Short exercise
Return the lines beginning at the one that contains "If you could mark the parade" and continuing to the end of the entries, including both ends, exactly as written and nothing else.

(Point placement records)
◇ ◇ ◇ ◇ ◇
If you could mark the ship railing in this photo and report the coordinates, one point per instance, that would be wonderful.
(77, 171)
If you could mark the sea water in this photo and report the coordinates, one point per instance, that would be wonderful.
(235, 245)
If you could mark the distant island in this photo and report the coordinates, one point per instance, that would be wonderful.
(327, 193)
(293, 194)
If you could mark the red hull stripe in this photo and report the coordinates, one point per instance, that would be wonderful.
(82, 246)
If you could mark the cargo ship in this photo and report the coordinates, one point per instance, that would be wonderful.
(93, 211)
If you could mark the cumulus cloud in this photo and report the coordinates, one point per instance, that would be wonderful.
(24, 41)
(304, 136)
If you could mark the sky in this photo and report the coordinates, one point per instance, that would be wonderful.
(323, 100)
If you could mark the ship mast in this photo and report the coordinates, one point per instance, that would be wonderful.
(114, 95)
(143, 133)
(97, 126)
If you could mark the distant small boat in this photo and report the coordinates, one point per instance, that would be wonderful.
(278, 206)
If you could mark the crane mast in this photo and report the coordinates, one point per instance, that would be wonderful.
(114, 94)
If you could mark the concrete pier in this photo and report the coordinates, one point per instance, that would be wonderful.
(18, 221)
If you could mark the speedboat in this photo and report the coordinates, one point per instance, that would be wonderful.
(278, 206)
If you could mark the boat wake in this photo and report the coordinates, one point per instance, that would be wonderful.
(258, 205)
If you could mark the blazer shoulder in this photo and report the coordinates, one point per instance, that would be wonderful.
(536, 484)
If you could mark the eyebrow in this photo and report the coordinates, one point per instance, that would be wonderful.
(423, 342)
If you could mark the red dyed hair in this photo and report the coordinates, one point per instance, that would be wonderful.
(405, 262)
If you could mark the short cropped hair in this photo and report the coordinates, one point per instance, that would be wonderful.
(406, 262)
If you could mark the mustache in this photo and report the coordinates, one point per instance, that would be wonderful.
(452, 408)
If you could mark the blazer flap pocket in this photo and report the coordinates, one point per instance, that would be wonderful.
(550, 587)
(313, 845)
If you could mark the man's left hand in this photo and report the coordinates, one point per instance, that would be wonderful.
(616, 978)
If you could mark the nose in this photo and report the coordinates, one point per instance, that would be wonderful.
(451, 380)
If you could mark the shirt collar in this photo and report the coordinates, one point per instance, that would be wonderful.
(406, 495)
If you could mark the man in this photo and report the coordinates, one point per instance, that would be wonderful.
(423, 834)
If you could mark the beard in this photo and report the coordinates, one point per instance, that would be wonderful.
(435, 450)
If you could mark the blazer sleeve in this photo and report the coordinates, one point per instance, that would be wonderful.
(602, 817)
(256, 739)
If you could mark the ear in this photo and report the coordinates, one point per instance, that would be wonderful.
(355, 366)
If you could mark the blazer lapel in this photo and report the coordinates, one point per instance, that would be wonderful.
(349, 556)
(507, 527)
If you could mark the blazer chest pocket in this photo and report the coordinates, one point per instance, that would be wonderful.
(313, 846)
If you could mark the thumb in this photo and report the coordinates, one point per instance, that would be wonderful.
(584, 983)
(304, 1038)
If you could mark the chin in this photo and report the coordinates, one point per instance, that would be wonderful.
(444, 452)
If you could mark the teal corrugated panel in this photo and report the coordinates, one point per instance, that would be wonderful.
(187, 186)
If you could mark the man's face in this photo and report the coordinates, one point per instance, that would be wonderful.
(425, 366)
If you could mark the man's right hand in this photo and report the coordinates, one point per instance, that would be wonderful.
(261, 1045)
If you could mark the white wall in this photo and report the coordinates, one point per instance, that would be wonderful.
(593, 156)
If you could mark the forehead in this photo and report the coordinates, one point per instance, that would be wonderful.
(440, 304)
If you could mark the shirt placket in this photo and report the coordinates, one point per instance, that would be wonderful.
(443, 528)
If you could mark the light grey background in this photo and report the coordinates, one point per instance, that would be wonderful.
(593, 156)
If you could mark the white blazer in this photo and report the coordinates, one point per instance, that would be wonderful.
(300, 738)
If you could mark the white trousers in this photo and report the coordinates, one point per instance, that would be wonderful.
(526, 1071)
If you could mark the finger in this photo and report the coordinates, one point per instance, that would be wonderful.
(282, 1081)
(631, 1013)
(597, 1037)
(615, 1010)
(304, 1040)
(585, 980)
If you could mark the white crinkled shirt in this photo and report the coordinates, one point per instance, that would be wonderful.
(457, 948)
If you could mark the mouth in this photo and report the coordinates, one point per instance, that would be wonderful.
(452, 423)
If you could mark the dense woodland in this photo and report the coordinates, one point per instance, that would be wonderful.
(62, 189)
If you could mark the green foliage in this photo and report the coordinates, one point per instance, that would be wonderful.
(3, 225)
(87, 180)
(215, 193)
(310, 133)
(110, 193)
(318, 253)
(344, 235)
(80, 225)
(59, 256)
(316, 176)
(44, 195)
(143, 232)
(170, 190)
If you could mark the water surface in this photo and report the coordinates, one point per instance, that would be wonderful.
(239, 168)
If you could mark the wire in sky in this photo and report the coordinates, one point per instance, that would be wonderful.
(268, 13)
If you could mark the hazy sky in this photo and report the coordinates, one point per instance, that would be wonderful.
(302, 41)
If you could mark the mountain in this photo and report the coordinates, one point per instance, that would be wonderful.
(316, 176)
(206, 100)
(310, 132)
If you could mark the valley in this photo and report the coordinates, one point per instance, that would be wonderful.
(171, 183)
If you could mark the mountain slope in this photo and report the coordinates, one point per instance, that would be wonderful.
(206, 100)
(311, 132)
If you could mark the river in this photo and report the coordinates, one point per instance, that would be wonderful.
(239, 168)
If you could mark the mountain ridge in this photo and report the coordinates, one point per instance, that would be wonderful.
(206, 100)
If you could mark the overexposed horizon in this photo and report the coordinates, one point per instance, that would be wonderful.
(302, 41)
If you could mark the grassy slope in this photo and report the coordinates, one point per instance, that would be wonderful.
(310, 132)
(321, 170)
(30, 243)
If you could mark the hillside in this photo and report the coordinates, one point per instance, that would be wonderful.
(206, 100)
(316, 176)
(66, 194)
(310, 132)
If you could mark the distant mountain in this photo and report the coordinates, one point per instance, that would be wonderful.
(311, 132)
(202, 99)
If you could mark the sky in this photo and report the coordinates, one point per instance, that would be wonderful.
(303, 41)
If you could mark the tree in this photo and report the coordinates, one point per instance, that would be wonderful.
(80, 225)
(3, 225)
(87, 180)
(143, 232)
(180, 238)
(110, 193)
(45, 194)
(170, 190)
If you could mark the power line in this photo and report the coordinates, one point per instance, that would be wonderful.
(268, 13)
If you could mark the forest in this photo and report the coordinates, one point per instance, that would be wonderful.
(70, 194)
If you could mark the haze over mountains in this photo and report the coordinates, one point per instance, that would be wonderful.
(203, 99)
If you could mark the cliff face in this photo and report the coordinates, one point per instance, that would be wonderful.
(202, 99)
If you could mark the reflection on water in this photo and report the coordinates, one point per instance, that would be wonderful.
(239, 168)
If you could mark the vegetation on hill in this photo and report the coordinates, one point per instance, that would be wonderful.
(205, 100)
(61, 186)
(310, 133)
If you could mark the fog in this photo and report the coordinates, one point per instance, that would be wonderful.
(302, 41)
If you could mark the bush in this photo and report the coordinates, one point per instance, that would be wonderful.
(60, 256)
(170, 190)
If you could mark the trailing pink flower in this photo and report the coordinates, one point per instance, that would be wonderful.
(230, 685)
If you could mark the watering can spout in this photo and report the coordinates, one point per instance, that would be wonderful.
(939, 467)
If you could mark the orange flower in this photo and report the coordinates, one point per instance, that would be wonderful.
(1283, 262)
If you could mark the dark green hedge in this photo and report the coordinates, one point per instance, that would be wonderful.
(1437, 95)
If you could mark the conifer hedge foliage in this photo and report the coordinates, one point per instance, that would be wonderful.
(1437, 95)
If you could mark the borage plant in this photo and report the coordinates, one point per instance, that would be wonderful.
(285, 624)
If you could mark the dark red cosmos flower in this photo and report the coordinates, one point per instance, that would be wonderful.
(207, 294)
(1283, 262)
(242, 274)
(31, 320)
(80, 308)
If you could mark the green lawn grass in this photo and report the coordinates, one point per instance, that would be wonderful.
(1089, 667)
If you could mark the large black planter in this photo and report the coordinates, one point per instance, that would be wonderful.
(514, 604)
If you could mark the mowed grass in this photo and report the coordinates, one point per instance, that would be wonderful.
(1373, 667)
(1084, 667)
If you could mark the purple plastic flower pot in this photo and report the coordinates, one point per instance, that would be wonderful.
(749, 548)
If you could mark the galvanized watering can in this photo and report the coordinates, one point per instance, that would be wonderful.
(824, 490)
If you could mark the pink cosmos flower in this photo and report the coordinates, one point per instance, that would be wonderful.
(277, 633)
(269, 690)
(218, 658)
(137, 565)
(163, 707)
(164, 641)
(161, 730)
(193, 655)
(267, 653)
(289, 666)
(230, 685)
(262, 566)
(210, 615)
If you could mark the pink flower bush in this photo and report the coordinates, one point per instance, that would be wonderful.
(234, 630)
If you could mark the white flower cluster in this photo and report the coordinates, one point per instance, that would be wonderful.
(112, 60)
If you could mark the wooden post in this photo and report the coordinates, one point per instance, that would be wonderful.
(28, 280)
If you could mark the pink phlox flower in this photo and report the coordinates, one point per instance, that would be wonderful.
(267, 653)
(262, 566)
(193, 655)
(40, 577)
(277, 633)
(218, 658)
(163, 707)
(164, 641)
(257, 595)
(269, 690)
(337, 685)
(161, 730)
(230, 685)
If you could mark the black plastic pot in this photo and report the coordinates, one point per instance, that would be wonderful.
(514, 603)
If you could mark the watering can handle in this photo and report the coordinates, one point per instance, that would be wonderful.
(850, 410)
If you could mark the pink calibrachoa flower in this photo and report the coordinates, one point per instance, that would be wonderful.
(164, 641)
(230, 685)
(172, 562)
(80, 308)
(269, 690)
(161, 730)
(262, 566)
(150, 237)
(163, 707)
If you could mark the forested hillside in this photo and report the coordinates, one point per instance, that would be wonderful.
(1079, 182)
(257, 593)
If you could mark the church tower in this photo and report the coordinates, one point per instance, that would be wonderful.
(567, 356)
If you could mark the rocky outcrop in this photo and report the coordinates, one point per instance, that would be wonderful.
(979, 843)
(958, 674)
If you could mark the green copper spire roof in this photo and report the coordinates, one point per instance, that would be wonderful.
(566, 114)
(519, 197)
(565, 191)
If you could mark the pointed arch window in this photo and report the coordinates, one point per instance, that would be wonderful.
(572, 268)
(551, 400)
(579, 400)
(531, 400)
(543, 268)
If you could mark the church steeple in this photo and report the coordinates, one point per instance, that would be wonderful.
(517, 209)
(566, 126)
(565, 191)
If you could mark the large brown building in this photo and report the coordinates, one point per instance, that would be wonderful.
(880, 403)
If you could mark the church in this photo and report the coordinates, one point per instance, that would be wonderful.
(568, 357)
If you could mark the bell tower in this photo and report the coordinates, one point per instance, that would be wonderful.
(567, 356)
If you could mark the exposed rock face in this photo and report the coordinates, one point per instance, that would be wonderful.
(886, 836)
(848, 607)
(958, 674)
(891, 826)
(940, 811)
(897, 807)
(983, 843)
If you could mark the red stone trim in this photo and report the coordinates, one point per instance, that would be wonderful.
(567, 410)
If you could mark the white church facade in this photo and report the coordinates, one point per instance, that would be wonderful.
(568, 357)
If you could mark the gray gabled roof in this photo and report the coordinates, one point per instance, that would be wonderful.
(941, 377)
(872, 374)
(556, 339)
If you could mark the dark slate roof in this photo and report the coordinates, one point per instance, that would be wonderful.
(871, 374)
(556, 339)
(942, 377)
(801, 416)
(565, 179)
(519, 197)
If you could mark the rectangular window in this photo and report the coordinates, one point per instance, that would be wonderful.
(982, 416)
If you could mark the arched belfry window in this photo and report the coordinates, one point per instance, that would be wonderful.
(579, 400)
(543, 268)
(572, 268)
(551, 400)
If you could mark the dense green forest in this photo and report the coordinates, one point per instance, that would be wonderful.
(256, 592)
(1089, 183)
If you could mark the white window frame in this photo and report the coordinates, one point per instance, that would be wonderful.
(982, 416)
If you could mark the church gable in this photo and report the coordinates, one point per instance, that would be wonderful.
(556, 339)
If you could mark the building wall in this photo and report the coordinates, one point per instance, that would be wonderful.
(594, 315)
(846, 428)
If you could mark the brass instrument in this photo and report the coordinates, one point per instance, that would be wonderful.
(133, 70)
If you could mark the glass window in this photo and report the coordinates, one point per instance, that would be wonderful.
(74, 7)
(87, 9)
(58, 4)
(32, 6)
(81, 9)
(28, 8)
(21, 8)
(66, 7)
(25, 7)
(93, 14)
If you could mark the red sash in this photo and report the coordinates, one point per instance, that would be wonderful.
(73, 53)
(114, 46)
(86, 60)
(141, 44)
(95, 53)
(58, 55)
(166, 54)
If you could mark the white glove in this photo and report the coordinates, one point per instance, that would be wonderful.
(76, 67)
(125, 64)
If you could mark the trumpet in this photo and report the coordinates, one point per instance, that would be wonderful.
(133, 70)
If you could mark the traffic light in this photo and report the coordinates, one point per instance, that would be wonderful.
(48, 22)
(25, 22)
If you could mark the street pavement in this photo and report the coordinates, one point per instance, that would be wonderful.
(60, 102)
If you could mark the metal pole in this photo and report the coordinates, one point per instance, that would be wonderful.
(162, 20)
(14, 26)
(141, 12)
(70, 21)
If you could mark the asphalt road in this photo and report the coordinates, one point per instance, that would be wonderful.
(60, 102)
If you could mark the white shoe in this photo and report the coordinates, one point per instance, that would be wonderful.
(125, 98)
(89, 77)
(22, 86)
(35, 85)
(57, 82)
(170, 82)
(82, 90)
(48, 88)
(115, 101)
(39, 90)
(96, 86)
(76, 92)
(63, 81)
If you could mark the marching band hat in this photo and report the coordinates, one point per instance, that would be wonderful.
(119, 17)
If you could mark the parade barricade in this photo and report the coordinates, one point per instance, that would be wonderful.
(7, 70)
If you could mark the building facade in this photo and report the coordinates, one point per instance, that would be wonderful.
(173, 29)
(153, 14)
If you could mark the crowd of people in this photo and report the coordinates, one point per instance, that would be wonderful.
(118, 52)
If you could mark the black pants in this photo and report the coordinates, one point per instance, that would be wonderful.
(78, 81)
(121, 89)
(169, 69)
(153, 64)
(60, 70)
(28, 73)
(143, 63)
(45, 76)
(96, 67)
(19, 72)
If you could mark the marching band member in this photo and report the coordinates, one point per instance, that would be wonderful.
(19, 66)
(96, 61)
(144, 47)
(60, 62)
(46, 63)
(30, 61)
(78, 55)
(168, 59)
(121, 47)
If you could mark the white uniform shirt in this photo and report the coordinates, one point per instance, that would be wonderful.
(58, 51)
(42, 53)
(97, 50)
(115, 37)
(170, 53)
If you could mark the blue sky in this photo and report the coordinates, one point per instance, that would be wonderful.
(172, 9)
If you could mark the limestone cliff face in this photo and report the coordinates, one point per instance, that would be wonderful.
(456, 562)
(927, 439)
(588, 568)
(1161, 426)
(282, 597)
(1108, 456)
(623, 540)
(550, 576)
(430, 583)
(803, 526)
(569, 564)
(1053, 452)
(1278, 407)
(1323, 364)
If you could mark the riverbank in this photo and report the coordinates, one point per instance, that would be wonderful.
◇ ◇ ◇ ◇ ◇
Completed task
If you could mark the parade barricade in this photo and report the coordinates, one point per instance, that would be wonderful.
(7, 70)
If you could mark the building facade in this photo and report the coordinates, one point per instance, that would be wonderful.
(173, 29)
(153, 14)
If you could mark the crowd of people in this photo and report the coordinates, one point per instance, that would be wonderful.
(118, 52)
If you could mark the black pants in this photo and report the coordinates, one point per instance, that would be wonderful.
(78, 81)
(121, 89)
(169, 69)
(153, 64)
(60, 70)
(28, 73)
(143, 63)
(45, 76)
(96, 67)
(19, 72)
If you could mark the marching band member in this photo and report the coordinates, one point per instance, that would be wonderful.
(19, 66)
(96, 61)
(144, 47)
(60, 62)
(46, 63)
(30, 61)
(78, 55)
(168, 59)
(121, 47)
If you could mark the white uniform shirt in this photo and report the coordinates, one point per instance, that would be wonderful.
(58, 51)
(42, 53)
(97, 50)
(115, 37)
(170, 53)
If you could mark the blue sky in this photo and report the coordinates, one point per instance, that would be wonderful.
(172, 9)
If you could mark the limestone cliff face in this photo and report the coordinates, one point per instance, that would be wonderful.
(456, 562)
(927, 439)
(588, 568)
(1161, 426)
(282, 597)
(1108, 456)
(623, 540)
(550, 576)
(430, 583)
(803, 526)
(569, 564)
(1053, 452)
(1278, 407)
(1323, 364)
If you could mark the riverbank in this photo and report the coordinates, one point per instance, that would be wonderful.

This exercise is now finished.